DOCUMENT EXTRACT:

[start]

Sorry, it was the commit 93bb41f4f8b89ac8 ("fs: Do not dispatch FITRIM
through separate super_operation").
Ryusuke Konishi
> Regards,
> Ryusuke Konishi
>
> > Index: linux-2.6/Documentation/filesystems/Locking
> > ===================================================================
> > --- linux-2.6.orig/Documentation/filesystems/Locking 2010-12-15 09:55:57.364004682 +0100
> > +++ linux-2.6/Documentation/filesystems/Locking 2010-12-16 12:00:47.210004264 +0100
> > @@ -18,7 +18,6 @@ prototypes:
> > char *(*d_dname)((struct dentry *dentry, char *buffer, int buflen);
> >
> > locking rules:
> > - none have BKL
> > dcache_lock rename_lock ->d_lock may block
> > d_revalidate: no no no yes
> > d_hash no no no yes
> > @@ -42,18 +41,23 @@ ata *);
> > int (*rename) (struct inode *, struct dentry *,
> > struct inode *, struct dentry *);
> > int (*readlink) (struct dentry *, char __user *,int);
> > - int (*follow_link) (struct dentry *, struct nameidata *);
> > + void * (*follow_link) (struct dentry *, struct nameidata *);
> > + void (*put_link) (struct dentry *, struct nameidata *, void *);
> > void (*truncate) (struct inode *);
> > int (*permission) (struct inode *, int, struct nameidata *);
> > + int (*check_acl)(struct inode *, int);
> > int (*setattr) (struct dentry *, struct iattr *);
> > int (*getattr) (struct vfsmount *, struct dentry *, struct kstat *);
> > int (*setxattr) (struct dentry *, const char *,const void *,size_t,int);
> > ssize_t (*getxattr) (struct dentry *, const char *, void *, size_t);
> > ssize_t (*listxattr) (struct dentry *, char *, size_t);
> > int (*removexattr) (struct dentry *, const char *);
> > + void (*truncate_range)(struct inode *, loff_t, loff_t);
> > + long (*fallocate)(struct inode *inode, int mode, loff_t offset, loff_t len);
> > + int (*fiemap)(struct inode *, struct fiemap_extent_info *, u64 start, u64 len);
> >
> > locking rules:
> > - all may block, none have BKL
> > + all may block
> > i_mutex(inode)

[end]

STATED EXERCISE 1: In the entries, swap "single line" for "one line" in everything from the line containing "Where can you spot the front bumper?" down to the line containing "[[350, 218]]". Give back only those lines, with nothing else changed.
STATED EXERCISE 2: Write the next part of the kernel locking-documentation patch, picking up right after its last line.
The entries are unrelated to the kernel locking-documentation patch.

DATA LINES:

[start]

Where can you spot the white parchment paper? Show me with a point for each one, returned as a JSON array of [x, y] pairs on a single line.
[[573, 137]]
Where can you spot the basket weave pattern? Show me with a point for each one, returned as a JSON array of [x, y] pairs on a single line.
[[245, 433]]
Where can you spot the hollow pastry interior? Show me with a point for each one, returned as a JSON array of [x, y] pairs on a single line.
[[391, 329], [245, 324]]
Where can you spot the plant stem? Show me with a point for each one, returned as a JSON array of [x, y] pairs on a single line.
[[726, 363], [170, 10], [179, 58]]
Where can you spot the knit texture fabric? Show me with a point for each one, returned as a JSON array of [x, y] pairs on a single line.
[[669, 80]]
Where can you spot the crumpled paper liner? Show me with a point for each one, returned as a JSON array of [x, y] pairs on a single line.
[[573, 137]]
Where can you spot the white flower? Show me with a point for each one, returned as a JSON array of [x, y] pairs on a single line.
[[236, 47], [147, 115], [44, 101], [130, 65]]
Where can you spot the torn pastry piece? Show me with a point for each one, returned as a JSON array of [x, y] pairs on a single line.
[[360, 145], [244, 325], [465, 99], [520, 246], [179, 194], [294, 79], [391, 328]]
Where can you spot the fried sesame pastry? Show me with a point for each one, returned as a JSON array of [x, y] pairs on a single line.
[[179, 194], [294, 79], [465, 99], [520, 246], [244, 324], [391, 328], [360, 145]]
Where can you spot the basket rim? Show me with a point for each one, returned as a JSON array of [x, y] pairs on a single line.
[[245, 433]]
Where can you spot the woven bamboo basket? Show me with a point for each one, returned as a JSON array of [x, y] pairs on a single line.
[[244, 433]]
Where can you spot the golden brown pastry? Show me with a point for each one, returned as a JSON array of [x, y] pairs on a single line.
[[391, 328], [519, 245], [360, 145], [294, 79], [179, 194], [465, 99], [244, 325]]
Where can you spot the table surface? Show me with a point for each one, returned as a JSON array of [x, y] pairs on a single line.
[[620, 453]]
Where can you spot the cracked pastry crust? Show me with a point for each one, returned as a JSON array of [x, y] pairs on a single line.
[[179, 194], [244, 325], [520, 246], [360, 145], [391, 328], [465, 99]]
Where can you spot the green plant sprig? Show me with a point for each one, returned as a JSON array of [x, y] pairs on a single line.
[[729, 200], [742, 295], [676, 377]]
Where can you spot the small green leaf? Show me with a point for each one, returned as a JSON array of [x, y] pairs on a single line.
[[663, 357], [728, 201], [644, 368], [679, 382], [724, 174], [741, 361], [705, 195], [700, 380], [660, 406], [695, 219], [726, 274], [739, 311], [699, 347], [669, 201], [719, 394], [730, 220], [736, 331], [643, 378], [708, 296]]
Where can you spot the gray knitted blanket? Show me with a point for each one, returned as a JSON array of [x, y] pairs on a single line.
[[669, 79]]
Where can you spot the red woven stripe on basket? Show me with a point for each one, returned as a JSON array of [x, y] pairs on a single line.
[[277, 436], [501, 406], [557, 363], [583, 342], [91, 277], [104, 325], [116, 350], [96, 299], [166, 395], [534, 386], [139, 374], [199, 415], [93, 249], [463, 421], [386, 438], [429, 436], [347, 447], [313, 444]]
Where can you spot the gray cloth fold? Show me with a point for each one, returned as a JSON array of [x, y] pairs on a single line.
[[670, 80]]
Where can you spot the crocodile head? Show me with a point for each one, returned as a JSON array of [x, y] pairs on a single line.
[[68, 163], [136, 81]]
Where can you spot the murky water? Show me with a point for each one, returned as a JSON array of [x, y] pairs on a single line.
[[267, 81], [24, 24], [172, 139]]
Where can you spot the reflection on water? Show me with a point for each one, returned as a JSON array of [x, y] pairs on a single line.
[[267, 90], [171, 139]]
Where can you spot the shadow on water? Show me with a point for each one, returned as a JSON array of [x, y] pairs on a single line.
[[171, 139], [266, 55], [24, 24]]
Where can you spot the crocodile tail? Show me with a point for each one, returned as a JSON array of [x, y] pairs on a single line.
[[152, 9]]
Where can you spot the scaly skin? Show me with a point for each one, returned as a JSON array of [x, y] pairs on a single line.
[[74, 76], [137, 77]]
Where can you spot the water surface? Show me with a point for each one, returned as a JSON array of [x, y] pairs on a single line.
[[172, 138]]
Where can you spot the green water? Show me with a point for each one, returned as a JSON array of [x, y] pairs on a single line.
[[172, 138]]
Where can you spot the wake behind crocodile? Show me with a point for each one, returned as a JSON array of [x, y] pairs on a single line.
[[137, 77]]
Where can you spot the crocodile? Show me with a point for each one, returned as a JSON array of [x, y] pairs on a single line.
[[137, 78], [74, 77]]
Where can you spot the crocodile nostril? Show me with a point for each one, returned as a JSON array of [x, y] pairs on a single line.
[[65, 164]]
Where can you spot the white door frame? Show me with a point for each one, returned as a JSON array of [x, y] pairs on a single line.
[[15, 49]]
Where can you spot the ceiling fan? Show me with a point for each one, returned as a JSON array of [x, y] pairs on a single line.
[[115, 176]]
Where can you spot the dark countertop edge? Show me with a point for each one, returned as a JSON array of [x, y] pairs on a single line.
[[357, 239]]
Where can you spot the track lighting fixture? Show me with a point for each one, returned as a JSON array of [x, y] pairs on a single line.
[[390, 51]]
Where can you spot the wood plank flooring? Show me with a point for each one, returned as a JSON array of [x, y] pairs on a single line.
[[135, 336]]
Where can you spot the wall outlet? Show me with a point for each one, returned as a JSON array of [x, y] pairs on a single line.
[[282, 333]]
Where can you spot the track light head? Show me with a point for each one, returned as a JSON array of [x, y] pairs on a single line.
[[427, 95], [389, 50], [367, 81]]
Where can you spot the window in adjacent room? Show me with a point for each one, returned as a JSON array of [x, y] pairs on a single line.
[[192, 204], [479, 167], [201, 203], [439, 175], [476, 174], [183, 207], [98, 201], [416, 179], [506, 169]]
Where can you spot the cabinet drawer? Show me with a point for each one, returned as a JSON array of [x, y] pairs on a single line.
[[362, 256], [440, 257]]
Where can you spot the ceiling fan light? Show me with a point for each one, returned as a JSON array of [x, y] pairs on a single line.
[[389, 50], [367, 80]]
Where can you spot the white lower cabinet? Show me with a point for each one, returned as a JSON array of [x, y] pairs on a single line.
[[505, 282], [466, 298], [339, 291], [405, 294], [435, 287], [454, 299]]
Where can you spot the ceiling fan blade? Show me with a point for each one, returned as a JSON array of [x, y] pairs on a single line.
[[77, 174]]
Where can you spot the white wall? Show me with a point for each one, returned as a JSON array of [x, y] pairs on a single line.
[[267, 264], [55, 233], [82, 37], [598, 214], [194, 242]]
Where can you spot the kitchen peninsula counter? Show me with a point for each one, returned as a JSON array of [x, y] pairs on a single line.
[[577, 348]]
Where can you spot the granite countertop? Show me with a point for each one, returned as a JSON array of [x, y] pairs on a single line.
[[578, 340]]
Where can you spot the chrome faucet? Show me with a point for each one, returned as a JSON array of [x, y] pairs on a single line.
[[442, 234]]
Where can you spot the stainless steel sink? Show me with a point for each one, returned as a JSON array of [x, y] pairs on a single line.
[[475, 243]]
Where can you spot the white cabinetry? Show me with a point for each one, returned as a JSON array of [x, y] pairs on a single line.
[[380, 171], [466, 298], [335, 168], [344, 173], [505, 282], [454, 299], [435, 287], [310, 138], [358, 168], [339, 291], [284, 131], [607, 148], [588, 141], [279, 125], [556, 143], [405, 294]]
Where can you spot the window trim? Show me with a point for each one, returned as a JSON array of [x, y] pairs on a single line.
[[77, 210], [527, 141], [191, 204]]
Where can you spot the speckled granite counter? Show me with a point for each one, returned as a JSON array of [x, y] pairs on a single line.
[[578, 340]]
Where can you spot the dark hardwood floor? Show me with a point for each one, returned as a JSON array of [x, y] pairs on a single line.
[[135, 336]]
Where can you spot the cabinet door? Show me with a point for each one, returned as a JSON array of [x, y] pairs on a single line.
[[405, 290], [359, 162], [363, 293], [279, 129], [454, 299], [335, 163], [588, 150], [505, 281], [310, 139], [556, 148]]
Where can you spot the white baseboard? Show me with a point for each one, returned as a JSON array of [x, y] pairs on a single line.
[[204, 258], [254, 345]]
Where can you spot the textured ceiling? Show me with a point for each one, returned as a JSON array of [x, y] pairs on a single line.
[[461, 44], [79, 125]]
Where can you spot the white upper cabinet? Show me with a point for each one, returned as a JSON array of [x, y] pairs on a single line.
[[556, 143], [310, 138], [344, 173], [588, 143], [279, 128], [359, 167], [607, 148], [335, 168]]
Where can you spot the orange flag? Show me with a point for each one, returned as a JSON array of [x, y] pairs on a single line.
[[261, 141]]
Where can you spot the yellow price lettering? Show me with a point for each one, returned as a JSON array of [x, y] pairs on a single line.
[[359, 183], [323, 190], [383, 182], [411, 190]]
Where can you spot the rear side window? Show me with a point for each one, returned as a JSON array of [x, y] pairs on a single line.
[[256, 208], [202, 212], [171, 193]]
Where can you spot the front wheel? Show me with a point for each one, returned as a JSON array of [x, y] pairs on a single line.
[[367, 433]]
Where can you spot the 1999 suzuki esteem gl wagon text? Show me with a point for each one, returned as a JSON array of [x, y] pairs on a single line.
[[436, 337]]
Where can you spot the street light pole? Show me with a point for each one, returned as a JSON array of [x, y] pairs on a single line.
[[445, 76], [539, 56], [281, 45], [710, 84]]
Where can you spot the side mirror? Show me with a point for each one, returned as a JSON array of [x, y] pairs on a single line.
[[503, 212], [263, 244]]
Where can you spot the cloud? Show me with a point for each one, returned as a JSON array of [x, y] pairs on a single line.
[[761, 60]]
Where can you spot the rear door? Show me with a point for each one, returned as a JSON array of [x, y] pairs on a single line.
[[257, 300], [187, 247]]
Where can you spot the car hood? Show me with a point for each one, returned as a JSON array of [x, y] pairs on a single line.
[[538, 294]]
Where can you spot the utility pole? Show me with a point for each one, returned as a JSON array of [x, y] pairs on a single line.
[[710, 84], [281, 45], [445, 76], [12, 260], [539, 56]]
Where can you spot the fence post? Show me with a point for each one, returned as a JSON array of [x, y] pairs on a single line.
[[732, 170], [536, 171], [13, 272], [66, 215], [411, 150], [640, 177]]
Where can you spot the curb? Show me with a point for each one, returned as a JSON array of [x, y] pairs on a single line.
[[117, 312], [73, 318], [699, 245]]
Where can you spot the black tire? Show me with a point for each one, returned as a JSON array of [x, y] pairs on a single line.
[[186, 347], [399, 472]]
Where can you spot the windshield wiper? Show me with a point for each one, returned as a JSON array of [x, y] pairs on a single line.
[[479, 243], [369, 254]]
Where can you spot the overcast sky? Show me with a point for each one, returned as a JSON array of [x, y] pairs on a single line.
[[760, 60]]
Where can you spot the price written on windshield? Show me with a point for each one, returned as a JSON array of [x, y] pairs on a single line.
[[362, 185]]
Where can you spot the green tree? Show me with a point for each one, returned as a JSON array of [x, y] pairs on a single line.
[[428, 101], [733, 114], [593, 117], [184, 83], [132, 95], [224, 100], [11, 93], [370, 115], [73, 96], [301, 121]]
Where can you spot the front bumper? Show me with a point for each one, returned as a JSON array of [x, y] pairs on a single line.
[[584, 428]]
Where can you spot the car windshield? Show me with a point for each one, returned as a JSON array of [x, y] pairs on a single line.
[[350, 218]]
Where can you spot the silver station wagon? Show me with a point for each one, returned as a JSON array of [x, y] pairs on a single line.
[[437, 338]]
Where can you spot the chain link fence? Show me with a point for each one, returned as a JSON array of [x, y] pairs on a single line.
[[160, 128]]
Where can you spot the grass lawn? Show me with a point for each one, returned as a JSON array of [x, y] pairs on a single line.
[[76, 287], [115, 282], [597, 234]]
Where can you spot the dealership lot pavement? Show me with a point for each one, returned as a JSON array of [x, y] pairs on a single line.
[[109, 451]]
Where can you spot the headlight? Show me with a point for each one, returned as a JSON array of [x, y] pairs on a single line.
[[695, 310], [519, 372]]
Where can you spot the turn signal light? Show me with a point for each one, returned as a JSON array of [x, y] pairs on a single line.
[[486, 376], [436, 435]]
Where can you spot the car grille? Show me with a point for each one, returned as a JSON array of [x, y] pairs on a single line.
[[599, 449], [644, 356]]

[end]

EXERCISE OUTPUT 1:
Where can you spot the front bumper? Show me with a point for each one, returned as a JSON array of [x, y] pairs on a one line.
[[584, 428]]
Where can you spot the car windshield? Show me with a point for each one, returned as a JSON array of [x, y] pairs on a one line.
[[350, 218]]

EXERCISE OUTPUT 2:
> > lookup: yes
> > create: yes
> > @@ -66,19 +70,24 @@ rmdir: yes (both) (see below)
> > rename: yes (all) (see below)
> > readlink: no
> > follow_link: no
> > +put_link: no
> > truncate: yes (see below)
> > setattr: yes
> > permission: no
> > +check_acl: no
> > getattr: no
> > setxattr: yes
> > getxattr: no
> > listxattr: no
> > removexattr: yes
> > +truncate_range: yes
> > +fallocate: no
> > +fiemap: no
> > Additionally, ->rmdir(), ->unlink() and ->rename() have ->i_mutex on
> > victim.
> > cross-directory ->rename() has (per-superblock) ->s_vfs_rename_sem.
> > ->truncate() is never called directly - it's a callback, not a
> > -method. It's called by vmtruncate() - library function normally used by
> > +method. It's called by vmtruncate() - deprecated library function used by
> > ->setattr(). Locking information above applies to that call (i.e. is
> > inherited from ->setattr() - vmtruncate() is used when ATTR_SIZE had been
> > passed).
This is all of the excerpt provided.